[Begin Excerpt provided]

Foes of big buildings get help from King Kong technology

Down in the basement of the architecture school at the University of California, Berkeley, Peter Bosselmann displays the urban planner's equivalent of a time machine. It's not glitzy or expensive. It's not even state-of-the-art technology. But it allows Dr. Bosselmann, the director of Berkeley's Environmental Simulation Laboratory, to create on film exactly what a city will look and feel like in the future. And that is putting him in the center of what is probably the nation's biggest urban tussle.

Before us lies a 17-by-24-foot model of San Francisco. The tiny buildings look as they do in real life, with the exception of a few tan, unpainted buildings: projects that are proposed but haven't been built yet.

To feel what it would be like if those buildings were erected, Bosselmann lowers a crane with an ``optical probe'' - a skinny periscope with a camera at the end - into the model. As the camera moves down the tiny model street, it projects a picture onto a screen.

To the viewer, it feels as if one is walking or driving down the street. In a Bosselmann film - he has made two for New York City civic groups, as well as for San Francisco and a few other cities - a proposed project goes from the abstract to the concrete.

You see how much shadow is created, and how much (or little) sky is still visible; what the area looks like at night; whether you can orient yourself, by seeing other buildings or landmarks, for example. You can also experience how much wind the new buildings would create. (Wind simulation is done by another department at Berkeley, and Bosselmann has on occasion incorporated that into his presentations.)

The technology is close to 40 years old. It was developed in Hollywood to create special effects: King Kong scaling a skyscraper, for example. But until recently, it has been largely ignored by city planners to predict how development will affect an area. Now, civic groups are beginning to see the technology as a tool to battle development.

In previous attempts to curb development in New York City, ``we didn't have the technical data to back up our statements,'' says Gail McEachern, program director at the New York Parks Council. The Berkeley technology, she says, gives them the data and adds force to their arguments.

[End Excerpt provided]

Goal of the exercise |
Continue the article about the Berkeley simulation laboratory's use in fights over big buildings, picking up after its final sentence.

[Begin Data records]

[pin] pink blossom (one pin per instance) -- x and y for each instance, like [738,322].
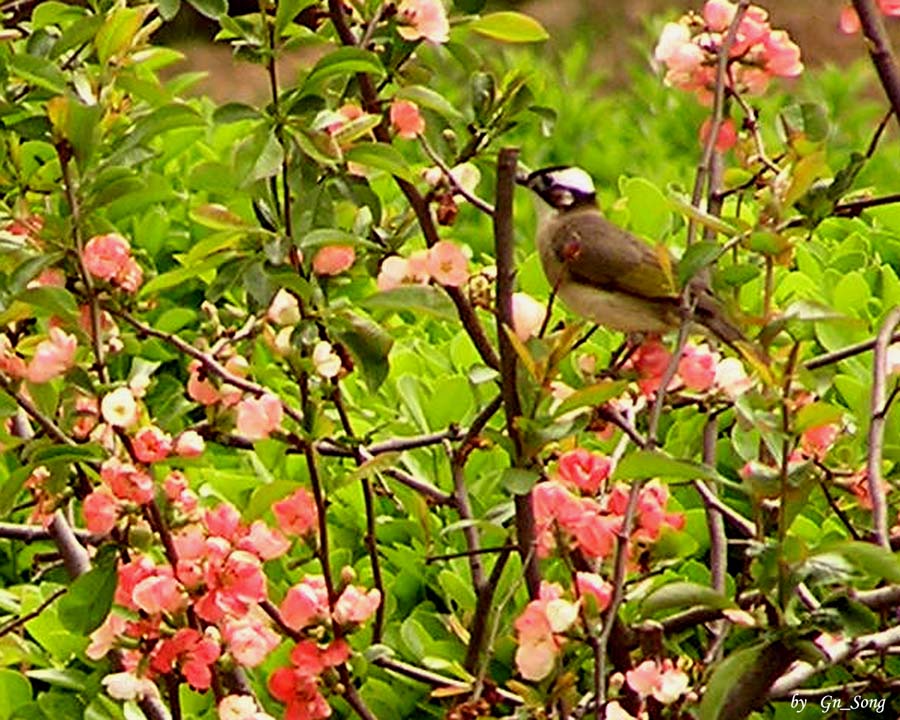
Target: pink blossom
[105,256]
[719,14]
[305,603]
[103,639]
[355,605]
[406,119]
[189,651]
[296,514]
[536,629]
[584,469]
[423,19]
[528,315]
[816,441]
[158,593]
[150,444]
[264,542]
[447,264]
[126,481]
[53,357]
[249,640]
[101,510]
[731,378]
[258,417]
[697,368]
[333,259]
[189,444]
[240,707]
[119,408]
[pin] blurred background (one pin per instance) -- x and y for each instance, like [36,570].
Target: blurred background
[619,33]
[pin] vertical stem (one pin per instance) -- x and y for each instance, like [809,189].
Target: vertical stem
[64,155]
[880,50]
[506,278]
[879,410]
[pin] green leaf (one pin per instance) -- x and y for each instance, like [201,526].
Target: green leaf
[678,595]
[695,258]
[650,213]
[38,71]
[234,112]
[179,276]
[85,606]
[54,300]
[417,299]
[369,344]
[381,157]
[118,30]
[592,395]
[872,559]
[519,481]
[427,98]
[645,464]
[287,11]
[739,683]
[210,8]
[15,691]
[510,27]
[817,414]
[168,8]
[217,217]
[345,61]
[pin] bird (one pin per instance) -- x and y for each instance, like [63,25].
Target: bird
[606,274]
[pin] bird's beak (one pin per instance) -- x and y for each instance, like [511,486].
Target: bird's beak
[523,176]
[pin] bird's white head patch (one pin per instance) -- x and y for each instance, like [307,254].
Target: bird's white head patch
[574,179]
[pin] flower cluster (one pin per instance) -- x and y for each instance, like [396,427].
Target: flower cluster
[53,357]
[445,263]
[423,20]
[699,370]
[587,523]
[108,257]
[689,50]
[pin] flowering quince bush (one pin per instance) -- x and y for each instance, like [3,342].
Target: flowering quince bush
[292,427]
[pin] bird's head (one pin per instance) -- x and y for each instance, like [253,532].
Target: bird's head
[562,187]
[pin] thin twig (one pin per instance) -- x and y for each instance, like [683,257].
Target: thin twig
[880,51]
[703,168]
[507,162]
[879,407]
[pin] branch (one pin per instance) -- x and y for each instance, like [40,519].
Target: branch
[49,427]
[703,168]
[35,533]
[504,251]
[77,563]
[371,104]
[876,428]
[209,363]
[436,680]
[843,354]
[880,51]
[839,654]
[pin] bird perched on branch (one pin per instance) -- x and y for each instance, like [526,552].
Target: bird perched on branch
[606,274]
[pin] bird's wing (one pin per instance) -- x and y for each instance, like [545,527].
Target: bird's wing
[596,252]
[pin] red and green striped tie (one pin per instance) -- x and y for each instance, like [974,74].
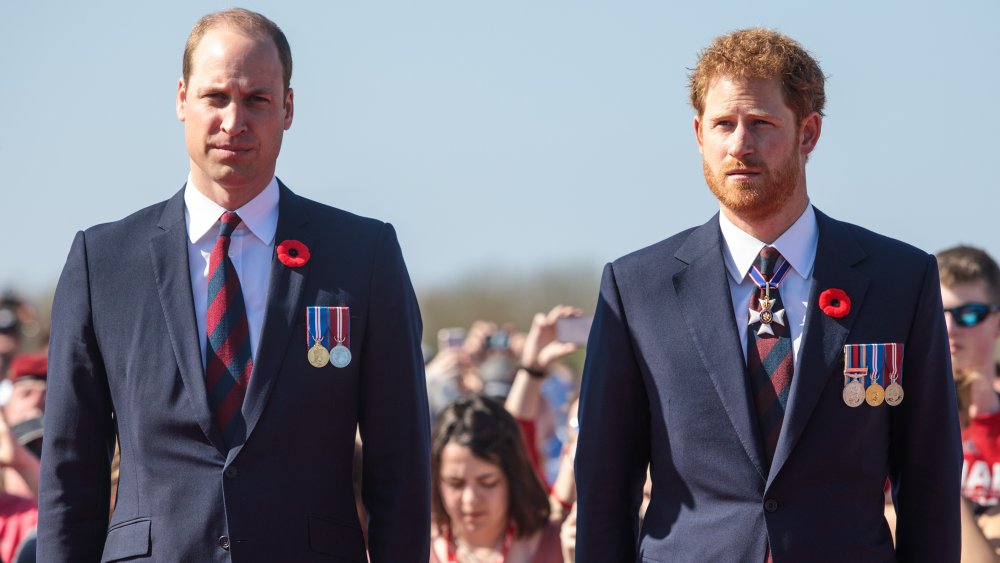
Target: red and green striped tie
[228,360]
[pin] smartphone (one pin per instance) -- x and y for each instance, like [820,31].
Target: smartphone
[499,340]
[574,329]
[451,337]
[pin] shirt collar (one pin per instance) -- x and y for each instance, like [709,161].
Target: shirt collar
[259,215]
[797,245]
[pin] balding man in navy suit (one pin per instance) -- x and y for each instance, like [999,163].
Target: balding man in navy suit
[233,339]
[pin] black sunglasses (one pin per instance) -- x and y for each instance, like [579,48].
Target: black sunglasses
[971,314]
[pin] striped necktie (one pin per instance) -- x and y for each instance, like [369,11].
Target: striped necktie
[228,360]
[769,347]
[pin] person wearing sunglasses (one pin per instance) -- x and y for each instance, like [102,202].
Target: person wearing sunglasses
[970,293]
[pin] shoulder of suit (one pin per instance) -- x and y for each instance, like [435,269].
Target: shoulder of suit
[335,215]
[875,245]
[654,255]
[146,218]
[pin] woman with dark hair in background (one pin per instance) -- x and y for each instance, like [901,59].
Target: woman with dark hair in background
[488,504]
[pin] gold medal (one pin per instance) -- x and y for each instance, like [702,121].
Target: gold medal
[854,393]
[875,395]
[318,356]
[894,394]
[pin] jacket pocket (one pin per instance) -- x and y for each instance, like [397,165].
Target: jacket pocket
[128,539]
[339,540]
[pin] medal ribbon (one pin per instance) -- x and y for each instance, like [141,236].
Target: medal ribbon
[855,358]
[895,372]
[877,363]
[317,326]
[343,334]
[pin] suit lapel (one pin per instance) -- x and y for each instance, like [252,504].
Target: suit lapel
[284,296]
[169,254]
[703,293]
[824,337]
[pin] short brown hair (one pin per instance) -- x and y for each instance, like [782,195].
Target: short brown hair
[761,53]
[968,264]
[482,425]
[249,23]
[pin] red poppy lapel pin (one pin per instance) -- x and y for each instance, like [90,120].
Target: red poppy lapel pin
[835,303]
[293,253]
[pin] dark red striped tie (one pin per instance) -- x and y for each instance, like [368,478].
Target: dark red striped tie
[228,360]
[769,357]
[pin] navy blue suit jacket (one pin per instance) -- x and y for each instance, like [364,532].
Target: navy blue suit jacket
[665,384]
[125,361]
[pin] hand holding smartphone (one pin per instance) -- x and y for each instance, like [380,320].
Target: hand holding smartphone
[574,329]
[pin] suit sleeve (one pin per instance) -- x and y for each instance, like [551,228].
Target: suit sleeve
[613,447]
[394,419]
[74,485]
[926,454]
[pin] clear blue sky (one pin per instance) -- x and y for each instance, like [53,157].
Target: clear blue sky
[509,135]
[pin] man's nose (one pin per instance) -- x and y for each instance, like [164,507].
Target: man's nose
[233,122]
[740,142]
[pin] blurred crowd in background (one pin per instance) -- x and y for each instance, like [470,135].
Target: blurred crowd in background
[503,401]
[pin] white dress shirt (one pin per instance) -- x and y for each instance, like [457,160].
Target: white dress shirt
[251,248]
[798,246]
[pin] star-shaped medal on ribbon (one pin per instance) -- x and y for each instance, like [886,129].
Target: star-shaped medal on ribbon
[766,316]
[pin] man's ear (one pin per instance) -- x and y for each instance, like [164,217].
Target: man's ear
[809,132]
[697,132]
[289,108]
[181,101]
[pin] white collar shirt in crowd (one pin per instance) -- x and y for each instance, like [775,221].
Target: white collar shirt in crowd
[798,246]
[251,249]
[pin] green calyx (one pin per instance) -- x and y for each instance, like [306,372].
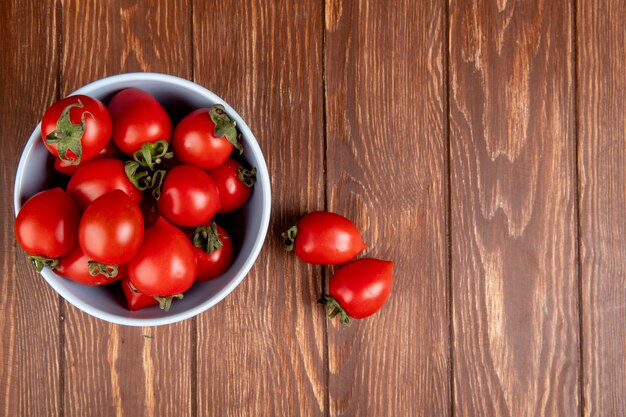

[End Data records]

Result of the task |
The ``Sim Lab'' technology puts Peter Bosselmann in the midst of a multibillion-dollar controversy. Donald Trump, developer of Trump Towers, among other things, wants to build the world's tallest building on the banks of the Hudson River in New York. The Parks Council, concerned that projects by Mr. Trump and others will create shadows, wind tunnels, and traffic on New York's Upper West Side, wants to scale them back.

On Dec. 1, the Parks Council will open a two-week display of Bosselmann's projections at the Urban Center. Viewers will be able to take an ``imaginary walk'' through 10 public spaces - Central Park, Riverside Park, schoolyards, and plazas - to see how these places would be changed by Trump's Television City and 47 other development projects proposed or in the works.

Bosselmann declines to give details about how the 150-story building and the 21 other towers in Television City will affect someone walking down the street or trying to read a newspaper on a park bench. But, he says, the complex ``will cast very long shadows, and it will be quite windy there.''

Bosselmann is not new to New York City battles. Several years ago, in an effort to clean up Times Square, city planners decided to let developers put up high-rise buildings in the square.

Bosslemann made a film showing how the new projects would reshape Times Square.

``It was quite a shocking view,'' he says. Even in his conservative scenario, simulating only half of the possible changes, the area looked like ``an office district,'' he says. ``It was no longer Times Square.''

Even so, the city's Planning Commission has not made any decisions on stopping the proposed projects, which could start construction this year.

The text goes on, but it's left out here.